▶ _What is being asked_
Reproduce word for word the lines beginning with the one that contains "tag the decorative rock" and ending with the one that contains "<point>97,246</point>", both included.

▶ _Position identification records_
═══
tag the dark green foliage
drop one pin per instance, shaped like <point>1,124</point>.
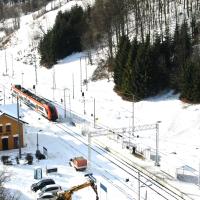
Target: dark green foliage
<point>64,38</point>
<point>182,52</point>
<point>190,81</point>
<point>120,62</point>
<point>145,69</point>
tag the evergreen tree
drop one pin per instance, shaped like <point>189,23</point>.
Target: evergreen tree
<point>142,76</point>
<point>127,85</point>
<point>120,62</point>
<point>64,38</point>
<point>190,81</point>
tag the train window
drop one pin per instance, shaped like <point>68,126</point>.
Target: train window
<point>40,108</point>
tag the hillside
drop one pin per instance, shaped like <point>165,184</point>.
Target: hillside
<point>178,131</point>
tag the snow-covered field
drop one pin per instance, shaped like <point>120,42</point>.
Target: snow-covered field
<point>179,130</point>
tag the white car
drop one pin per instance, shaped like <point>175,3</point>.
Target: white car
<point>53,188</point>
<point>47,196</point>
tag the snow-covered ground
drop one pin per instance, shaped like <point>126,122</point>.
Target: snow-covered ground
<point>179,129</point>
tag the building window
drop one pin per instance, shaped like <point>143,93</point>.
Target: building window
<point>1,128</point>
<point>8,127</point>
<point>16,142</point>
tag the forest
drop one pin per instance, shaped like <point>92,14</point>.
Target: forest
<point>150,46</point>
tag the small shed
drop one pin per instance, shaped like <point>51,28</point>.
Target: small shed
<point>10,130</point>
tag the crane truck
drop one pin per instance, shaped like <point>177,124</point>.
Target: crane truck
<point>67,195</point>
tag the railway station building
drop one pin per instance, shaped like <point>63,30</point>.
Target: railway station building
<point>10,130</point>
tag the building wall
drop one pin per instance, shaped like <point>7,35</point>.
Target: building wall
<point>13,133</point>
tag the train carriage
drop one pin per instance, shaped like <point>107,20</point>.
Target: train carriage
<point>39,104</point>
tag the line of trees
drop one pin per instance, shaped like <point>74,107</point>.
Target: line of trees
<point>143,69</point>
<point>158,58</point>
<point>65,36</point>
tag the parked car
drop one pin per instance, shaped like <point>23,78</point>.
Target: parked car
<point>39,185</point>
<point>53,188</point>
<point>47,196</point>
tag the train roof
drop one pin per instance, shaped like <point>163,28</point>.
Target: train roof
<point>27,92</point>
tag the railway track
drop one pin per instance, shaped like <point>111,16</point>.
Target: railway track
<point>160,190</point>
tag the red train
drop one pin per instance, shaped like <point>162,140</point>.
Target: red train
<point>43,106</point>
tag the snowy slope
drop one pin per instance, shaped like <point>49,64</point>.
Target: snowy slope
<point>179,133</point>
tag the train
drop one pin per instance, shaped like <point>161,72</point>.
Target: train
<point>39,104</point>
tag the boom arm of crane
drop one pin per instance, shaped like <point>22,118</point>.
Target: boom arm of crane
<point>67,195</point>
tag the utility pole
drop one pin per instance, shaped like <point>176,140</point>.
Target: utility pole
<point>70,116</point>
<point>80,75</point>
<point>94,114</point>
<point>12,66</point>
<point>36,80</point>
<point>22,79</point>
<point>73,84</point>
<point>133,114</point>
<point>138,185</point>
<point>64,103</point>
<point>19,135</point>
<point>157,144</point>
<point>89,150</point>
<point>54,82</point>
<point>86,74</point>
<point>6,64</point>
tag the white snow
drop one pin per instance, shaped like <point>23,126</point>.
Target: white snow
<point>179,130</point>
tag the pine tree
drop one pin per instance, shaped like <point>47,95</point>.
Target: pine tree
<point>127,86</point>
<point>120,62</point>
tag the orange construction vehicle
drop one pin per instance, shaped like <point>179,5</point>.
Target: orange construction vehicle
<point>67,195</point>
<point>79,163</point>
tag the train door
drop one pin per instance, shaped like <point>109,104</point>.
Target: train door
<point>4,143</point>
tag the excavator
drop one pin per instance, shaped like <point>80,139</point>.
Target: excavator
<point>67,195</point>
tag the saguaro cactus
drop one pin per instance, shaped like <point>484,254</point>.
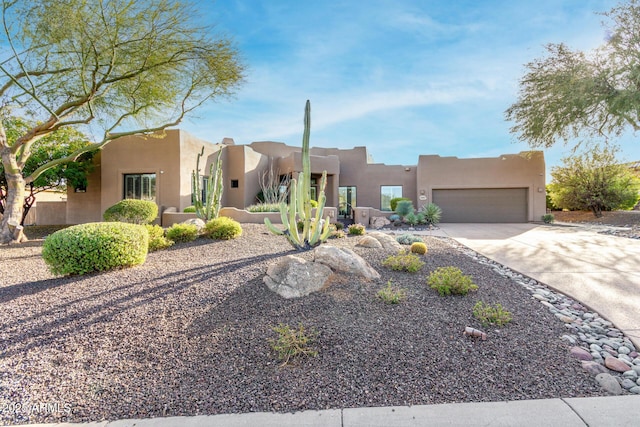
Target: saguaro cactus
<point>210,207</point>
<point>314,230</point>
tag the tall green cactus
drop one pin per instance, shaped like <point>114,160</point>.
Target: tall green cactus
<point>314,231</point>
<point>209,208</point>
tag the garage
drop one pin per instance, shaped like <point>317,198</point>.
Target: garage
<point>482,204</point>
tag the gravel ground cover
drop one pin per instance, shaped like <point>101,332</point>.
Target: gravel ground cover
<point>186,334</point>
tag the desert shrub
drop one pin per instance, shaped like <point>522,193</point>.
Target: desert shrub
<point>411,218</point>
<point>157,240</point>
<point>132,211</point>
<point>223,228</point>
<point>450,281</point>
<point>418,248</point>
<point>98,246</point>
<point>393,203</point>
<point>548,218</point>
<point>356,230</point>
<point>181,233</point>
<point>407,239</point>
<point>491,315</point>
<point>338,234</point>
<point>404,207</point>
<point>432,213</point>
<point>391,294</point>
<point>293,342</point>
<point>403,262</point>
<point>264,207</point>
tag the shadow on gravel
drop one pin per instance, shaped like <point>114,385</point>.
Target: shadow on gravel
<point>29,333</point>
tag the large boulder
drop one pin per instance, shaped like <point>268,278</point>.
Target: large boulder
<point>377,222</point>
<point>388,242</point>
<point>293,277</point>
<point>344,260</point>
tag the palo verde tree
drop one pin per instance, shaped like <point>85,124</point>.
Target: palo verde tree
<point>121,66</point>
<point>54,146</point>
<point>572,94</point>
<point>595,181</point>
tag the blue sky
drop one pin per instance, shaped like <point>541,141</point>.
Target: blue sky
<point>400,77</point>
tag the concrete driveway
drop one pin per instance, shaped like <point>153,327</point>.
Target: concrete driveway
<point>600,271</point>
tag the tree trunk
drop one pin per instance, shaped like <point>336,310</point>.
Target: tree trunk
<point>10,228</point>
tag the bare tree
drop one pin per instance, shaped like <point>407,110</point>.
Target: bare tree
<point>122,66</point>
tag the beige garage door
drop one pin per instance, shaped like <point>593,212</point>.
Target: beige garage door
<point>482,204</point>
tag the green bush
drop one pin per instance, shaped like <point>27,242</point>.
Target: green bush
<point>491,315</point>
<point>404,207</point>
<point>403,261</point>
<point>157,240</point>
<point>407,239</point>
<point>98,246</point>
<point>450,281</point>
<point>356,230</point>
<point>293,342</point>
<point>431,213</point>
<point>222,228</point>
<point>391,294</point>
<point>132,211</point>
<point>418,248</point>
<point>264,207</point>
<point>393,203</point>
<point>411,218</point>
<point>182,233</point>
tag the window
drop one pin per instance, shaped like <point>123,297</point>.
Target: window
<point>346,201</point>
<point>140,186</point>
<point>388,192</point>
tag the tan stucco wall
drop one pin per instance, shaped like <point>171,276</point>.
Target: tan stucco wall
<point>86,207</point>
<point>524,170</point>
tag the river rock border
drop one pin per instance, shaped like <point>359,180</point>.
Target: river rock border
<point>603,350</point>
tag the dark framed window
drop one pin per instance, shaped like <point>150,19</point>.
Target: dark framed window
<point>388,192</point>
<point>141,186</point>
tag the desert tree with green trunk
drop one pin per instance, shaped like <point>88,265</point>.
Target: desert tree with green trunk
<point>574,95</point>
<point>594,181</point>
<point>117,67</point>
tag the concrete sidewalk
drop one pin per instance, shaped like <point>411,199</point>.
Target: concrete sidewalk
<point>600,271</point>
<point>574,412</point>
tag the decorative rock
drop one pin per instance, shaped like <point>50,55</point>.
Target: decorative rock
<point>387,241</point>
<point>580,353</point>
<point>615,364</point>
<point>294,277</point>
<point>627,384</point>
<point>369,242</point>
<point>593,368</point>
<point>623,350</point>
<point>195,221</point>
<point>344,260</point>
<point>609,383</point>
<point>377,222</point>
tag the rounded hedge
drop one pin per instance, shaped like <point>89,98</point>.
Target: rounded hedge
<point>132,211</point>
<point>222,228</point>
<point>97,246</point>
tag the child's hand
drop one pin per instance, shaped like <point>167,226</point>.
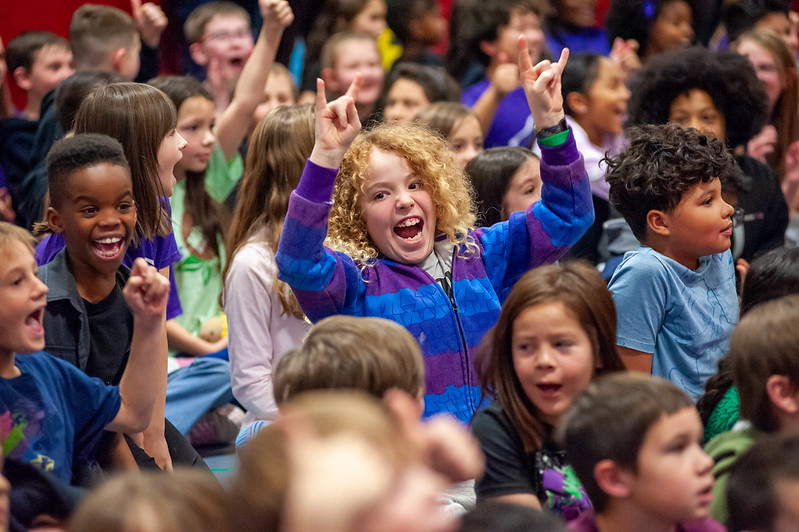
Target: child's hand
═══
▶ _Solution_
tag the decorative rock
drop one pin per instance, shaped like <point>50,55</point>.
Target: decorative rock
<point>387,241</point>
<point>580,353</point>
<point>615,364</point>
<point>294,277</point>
<point>627,384</point>
<point>369,242</point>
<point>593,368</point>
<point>623,350</point>
<point>195,221</point>
<point>344,260</point>
<point>609,383</point>
<point>377,222</point>
tag the rounded hedge
drop one pin per instance, shaped like <point>89,98</point>.
Target: rounded hedge
<point>132,211</point>
<point>222,228</point>
<point>97,246</point>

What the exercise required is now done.